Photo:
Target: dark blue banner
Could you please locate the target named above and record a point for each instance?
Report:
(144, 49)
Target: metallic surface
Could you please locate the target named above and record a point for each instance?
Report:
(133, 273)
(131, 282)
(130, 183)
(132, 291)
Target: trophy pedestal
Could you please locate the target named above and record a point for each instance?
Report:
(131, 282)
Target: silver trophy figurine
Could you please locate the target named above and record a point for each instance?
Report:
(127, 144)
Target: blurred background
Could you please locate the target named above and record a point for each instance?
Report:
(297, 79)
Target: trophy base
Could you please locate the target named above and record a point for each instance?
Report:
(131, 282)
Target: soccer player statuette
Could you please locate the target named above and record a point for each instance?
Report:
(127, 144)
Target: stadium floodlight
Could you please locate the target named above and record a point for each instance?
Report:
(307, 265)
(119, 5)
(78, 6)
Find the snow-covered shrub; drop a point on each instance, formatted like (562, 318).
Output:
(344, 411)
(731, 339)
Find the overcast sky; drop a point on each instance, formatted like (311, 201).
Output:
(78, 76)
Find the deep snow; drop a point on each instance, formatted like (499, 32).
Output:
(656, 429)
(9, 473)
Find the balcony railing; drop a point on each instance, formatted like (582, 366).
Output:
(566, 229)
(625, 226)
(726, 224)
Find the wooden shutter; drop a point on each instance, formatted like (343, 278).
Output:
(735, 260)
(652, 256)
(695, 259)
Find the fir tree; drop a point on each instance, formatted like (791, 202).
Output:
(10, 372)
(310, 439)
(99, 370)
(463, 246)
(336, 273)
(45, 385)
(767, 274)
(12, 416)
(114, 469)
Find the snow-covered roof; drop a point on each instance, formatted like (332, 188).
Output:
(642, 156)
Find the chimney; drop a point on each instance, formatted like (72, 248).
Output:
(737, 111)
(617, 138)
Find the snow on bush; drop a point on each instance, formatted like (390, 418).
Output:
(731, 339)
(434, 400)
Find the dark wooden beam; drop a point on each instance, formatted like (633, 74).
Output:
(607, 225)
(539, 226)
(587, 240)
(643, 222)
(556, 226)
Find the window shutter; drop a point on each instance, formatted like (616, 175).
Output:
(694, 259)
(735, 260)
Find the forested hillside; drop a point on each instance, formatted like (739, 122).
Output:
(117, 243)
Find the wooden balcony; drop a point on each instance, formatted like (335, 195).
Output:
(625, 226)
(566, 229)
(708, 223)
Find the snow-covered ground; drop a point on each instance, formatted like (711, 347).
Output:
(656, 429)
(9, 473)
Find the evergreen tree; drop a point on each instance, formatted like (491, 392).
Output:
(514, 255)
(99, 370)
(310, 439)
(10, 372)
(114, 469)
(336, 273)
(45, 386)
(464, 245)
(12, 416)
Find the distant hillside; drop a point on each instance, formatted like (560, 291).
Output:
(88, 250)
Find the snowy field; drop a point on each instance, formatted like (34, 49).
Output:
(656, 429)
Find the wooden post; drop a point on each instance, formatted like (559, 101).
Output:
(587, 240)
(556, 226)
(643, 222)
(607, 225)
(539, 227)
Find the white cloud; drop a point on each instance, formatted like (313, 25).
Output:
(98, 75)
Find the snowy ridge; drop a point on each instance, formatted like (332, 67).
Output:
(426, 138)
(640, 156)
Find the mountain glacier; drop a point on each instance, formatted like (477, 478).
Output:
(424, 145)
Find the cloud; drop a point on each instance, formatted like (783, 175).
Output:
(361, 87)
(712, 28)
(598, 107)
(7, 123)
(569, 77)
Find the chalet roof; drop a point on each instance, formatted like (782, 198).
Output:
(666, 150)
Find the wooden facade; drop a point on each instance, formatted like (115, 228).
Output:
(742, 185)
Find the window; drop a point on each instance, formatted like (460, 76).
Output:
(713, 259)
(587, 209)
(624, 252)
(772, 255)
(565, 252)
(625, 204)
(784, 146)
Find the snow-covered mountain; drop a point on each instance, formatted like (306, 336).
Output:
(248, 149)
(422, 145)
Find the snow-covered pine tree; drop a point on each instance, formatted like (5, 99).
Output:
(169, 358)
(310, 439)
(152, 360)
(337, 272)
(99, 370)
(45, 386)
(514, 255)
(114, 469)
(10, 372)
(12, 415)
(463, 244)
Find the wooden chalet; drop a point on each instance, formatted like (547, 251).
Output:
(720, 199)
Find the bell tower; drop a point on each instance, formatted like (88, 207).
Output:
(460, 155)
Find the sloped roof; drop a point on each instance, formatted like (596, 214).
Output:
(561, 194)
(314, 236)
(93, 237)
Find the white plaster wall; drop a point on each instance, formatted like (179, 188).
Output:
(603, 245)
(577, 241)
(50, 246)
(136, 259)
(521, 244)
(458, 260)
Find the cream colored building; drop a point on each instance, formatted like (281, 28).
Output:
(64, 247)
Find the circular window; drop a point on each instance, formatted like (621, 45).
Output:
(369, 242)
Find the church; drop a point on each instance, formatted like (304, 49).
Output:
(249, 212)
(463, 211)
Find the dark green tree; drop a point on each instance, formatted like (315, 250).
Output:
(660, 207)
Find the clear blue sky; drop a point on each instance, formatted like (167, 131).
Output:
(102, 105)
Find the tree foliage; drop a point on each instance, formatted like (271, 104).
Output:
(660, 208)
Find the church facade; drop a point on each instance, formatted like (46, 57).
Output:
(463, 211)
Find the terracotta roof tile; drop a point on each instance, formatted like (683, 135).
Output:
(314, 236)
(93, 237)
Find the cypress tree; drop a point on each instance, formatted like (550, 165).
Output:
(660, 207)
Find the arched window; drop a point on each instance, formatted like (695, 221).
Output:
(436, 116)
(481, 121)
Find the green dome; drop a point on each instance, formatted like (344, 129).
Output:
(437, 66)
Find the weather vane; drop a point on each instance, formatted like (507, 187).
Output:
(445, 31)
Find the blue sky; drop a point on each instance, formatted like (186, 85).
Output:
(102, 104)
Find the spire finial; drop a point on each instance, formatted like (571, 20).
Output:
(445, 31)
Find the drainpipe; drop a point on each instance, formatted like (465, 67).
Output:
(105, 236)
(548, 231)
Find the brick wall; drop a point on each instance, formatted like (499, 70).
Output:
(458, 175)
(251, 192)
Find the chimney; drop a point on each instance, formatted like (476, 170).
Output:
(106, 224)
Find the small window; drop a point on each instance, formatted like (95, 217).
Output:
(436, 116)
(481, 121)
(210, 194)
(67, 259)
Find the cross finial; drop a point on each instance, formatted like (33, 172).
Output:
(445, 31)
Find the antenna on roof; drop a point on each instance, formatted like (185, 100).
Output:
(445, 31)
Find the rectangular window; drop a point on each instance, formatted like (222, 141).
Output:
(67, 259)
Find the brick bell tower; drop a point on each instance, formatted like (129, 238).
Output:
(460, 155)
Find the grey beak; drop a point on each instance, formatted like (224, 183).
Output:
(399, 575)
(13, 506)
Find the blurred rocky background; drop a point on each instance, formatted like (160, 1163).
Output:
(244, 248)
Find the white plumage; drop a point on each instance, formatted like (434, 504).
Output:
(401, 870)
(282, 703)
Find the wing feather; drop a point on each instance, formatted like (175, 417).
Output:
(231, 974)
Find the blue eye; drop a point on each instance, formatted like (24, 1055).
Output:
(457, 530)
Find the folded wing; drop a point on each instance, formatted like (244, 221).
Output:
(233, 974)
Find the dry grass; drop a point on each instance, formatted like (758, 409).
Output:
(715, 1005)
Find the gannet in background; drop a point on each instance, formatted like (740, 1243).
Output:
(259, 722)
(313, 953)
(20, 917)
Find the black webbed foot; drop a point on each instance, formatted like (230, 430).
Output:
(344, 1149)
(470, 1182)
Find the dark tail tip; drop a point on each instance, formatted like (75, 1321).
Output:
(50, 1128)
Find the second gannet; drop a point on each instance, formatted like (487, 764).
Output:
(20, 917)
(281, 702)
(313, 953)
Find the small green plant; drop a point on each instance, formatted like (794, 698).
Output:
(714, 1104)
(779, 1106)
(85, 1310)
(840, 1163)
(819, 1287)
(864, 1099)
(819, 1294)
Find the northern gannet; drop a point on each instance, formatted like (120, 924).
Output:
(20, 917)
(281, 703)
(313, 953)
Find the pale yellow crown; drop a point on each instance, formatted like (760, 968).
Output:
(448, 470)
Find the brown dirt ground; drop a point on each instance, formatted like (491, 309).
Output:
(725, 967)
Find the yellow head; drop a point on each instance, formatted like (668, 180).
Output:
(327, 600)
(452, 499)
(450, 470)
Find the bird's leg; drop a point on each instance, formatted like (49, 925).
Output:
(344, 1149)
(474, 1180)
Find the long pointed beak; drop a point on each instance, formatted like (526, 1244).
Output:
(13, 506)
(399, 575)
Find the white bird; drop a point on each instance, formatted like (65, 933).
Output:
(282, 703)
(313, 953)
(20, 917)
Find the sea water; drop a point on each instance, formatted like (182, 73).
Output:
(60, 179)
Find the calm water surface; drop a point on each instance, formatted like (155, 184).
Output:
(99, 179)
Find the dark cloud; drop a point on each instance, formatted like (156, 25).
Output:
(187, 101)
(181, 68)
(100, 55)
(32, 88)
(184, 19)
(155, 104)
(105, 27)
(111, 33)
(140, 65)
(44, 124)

++++++

Put the records between the line holding "Find the white plumage;" and the line holding "(715, 1005)", inclusive, into a two-column CSV with the headers instruction and points. Write one row per record, with each field in quotes and any line breaks replaced by spaces.

TASK RESULT
instruction,points
"Find the white plumage; drop a point on each instance, formatted like (434, 504). Output:","(401, 870) (282, 703)"
"Find the wing feather; drop a point on each instance, formatted like (175, 417). Output:","(231, 974)"
"Find the blue eye; drop a point on each instance, formatted like (24, 1055). Output:","(457, 530)"
"Find the folded wing; drop a point on each instance, formatted like (244, 221). Output:","(233, 974)"
"Find the dry grass; drop a point on each instance, formatted like (758, 409). Output:","(715, 1005)"